**WHAT TO PRODUCE**
Take the line that contains "of the gloved" and all lines after it, up to and including the last line of the data, and write them out exactly; nothing else belongs in the answer.

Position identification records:
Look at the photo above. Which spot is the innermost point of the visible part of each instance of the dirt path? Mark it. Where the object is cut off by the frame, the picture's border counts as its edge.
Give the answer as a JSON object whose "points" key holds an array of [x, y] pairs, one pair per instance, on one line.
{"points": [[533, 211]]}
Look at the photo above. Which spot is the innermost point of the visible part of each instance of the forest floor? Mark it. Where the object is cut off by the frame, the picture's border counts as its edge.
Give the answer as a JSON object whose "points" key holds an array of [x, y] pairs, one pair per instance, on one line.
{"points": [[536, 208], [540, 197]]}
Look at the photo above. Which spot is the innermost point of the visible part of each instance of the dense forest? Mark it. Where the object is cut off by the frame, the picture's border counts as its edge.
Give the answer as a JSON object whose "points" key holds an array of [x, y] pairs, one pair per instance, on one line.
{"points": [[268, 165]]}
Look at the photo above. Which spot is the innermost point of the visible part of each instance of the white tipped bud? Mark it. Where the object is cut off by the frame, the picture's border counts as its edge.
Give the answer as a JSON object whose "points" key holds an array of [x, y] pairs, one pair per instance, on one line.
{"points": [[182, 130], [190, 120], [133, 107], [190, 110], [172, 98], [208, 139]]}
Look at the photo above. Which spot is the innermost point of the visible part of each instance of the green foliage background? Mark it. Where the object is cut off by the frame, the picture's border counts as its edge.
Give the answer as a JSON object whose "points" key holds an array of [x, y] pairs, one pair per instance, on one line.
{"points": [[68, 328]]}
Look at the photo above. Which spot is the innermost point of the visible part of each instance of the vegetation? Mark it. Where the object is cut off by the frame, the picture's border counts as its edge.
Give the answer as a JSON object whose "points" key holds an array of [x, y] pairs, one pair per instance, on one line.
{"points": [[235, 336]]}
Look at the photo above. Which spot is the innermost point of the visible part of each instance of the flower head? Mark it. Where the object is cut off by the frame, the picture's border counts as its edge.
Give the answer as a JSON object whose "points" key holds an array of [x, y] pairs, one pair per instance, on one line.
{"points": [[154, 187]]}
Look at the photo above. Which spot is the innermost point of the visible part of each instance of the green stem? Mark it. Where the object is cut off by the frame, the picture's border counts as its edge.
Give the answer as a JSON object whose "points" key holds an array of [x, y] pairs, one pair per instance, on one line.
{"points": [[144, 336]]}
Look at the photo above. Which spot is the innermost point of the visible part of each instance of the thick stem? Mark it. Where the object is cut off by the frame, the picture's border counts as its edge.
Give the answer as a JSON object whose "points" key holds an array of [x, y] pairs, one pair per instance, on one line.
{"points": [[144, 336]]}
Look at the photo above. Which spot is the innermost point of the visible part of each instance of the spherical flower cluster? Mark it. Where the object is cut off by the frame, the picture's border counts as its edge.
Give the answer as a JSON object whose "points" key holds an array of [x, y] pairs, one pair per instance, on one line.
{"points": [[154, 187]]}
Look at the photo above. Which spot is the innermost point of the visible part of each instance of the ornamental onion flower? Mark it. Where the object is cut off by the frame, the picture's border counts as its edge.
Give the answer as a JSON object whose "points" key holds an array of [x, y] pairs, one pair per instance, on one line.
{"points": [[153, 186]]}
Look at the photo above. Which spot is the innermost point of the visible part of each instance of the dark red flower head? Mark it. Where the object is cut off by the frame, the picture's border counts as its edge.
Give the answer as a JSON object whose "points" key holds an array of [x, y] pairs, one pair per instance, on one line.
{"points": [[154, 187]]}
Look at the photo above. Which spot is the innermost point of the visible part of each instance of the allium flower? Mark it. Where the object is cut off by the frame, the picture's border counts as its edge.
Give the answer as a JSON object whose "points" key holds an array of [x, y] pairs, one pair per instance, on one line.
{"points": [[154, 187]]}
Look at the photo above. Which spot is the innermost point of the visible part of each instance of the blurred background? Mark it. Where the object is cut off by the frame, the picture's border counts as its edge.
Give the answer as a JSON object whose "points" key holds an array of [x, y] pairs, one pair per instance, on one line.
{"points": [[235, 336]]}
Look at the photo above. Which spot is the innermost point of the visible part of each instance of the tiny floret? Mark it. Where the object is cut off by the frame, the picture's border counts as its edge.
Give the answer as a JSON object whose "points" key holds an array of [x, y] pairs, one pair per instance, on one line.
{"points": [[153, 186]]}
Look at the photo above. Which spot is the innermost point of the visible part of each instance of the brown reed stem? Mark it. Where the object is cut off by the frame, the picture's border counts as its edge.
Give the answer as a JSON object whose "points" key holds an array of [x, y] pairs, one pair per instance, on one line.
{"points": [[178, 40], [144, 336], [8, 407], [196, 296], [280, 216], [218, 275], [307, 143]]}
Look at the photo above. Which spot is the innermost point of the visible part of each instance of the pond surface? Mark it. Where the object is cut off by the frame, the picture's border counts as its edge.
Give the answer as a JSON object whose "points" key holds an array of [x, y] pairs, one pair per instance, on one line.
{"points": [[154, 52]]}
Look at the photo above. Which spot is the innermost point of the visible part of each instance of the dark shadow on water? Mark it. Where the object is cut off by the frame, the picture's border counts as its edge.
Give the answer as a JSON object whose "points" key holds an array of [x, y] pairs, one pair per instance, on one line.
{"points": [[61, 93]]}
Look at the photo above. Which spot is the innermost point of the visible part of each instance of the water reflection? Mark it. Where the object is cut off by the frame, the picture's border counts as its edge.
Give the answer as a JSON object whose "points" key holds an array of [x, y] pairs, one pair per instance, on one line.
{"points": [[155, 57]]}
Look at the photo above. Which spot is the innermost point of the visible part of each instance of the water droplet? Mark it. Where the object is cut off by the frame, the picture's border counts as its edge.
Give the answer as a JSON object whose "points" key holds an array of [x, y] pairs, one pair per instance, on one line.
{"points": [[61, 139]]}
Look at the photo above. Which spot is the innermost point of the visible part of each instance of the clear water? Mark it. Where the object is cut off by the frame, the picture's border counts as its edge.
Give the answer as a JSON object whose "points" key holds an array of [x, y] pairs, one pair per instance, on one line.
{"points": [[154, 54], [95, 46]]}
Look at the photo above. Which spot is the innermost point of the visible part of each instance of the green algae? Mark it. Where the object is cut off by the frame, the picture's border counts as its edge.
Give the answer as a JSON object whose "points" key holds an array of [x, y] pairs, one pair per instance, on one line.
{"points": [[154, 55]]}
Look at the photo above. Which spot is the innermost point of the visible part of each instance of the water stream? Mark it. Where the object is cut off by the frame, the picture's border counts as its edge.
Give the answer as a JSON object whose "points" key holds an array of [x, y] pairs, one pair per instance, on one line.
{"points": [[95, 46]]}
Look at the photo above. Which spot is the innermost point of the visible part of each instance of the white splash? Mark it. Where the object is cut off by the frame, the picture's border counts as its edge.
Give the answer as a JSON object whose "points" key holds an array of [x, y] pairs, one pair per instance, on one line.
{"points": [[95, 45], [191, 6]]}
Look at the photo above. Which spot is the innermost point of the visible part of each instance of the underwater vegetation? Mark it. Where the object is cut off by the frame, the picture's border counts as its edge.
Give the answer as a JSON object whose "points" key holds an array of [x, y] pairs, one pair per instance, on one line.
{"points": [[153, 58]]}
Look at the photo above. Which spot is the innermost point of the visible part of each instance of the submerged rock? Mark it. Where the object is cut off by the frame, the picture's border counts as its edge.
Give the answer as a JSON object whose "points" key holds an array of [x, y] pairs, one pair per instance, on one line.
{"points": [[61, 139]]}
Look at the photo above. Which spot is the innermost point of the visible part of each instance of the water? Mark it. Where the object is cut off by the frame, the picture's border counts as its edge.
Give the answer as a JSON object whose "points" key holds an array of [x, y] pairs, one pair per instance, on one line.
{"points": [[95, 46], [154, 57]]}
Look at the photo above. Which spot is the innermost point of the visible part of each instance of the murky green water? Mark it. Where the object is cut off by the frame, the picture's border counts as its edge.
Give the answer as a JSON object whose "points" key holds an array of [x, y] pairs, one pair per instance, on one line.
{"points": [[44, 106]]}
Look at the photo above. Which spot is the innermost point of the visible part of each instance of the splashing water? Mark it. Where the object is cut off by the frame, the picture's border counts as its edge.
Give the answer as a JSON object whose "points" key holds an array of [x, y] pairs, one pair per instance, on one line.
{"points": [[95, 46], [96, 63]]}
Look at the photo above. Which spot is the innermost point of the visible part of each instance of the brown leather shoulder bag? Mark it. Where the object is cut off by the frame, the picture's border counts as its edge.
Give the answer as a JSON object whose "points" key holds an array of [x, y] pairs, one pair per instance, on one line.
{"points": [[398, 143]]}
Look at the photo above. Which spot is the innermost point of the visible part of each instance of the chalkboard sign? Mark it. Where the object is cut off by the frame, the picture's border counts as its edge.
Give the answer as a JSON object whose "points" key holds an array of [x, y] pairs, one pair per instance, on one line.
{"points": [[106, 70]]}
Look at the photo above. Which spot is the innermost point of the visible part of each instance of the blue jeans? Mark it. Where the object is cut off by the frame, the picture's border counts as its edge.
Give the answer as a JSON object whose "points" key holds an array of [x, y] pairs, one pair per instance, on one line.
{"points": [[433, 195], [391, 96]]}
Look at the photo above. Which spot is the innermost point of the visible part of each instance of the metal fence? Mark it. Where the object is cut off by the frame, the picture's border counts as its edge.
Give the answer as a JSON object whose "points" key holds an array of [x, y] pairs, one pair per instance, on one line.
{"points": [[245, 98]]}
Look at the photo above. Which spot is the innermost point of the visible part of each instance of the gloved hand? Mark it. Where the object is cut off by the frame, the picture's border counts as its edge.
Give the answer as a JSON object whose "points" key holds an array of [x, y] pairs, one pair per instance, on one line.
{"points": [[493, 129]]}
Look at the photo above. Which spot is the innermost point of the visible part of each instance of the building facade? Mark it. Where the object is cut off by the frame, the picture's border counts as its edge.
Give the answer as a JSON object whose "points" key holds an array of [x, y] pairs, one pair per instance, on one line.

**SOLUTION FOR THIS PROBLEM**
Look at the photo above. Which spot is the innermost point of the visible part of each instance of the gloved hand? Mark it. Where the object is cut off by the frame, the picture's border counts as its edge.
Give the answer as a JSON object whose "points" key holds an array of [x, y] pairs, one pair per instance, on one line.
{"points": [[493, 129]]}
Look at the photo above. Which spot is the innermost point of the visible part of each instance of the building facade? Mark it. Where the object is cut off by the frame, the picture's border counts as its edge.
Give the answer as a JSON object whose "points" key holds an array of [x, y] pairs, one pair per instance, on one line.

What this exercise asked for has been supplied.